CONSIGNE: Traduisez en anglais cette phrase du texte sur l'impôt de solidarité sur la fortune : « Le barème est simplifié : il ne possède plus que deux tranches et le taux est allégé. »

TEXTE À LIRE:
La suppression de l'IGF à l'initiative du second gouvernement Jacques Chirac[14] est effective le 1er janvier 1987[15]. Alain Juppé reconnaîtra trois ans plus tard[16] :
« On a eu tort de supprimer l'IGF. On a été prisonnier du lobby patronal […] Yvon Gattaz nous avait promis 400 000 emplois si nous suivions les propositions du Conseil national du patronat français »
— Alain Juppé, en 1989
Créé sous le second gouvernement Michel Rocard par la loi de finances pour 1989 afin de financer le revenu minimum d'insertion (RMI), l'ISF reprend les mécanismes et la philosophie de l'IGF[17] : c'est un impôt progressif sur le capital qui concerne le patrimoine des personnes physiques (à l'exclusion de celui des personnes morales). À la différence d'autres impôts sur le patrimoine (dépourvus de caractère périodique), l'ISF est redevable chaque année civile, en fonction de la valeur du patrimoine des personnes concernées. En 2008, il a rapporté 4,2 milliards d'euros[18], soit environ 1,5 % des recettes fiscales de l'État ou 0,5 % du total des prélèvements obligatoires[19].
En avril 2011, le troisième gouvernement François Fillon, conjointement à la suppression du bouclier fiscal, a décidé de relever le seuil d'entrée de l'impôt de solidarité sur la fortune (ISF) de 790 000 euros à 1,3 million d'euros de patrimoine[20]. Le barème est simplifié : il ne possède plus que deux tranches et le taux est allégé. Entre 1,3 et 3 millions d'euros, le taux d'imposition est de 0,25 % et les redevables de cette tranche déclareront leur patrimoine dans leur déclaration de revenus. Au-delà de 3 millions de patrimoine, le taux d'imposition sera de 0,5 % et les assujettis auront à remplir une déclaration spécifique pour l'ISF. Avant cette réforme, les taux d'imposition évoluaient entre 0,55 % et 1,8 %.

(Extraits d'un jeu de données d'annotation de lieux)
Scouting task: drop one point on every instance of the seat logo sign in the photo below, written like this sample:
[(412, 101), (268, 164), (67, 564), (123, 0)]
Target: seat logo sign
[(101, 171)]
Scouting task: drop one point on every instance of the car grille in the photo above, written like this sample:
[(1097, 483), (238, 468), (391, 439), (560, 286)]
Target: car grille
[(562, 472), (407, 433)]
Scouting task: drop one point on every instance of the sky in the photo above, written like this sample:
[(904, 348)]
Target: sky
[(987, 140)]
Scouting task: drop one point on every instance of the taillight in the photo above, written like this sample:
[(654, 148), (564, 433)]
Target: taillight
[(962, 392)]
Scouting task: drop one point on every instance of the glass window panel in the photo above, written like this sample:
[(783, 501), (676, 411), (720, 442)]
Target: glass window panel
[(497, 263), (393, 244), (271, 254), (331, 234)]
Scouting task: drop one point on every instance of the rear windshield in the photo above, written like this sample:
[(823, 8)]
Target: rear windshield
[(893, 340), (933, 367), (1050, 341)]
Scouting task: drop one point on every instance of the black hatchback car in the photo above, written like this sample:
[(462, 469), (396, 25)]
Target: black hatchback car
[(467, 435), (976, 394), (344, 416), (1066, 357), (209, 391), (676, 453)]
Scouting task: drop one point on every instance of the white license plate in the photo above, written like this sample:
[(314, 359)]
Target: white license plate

RÉPONSE: The rate schedule is simplified: it now has only two brackets, and the rate is lowered.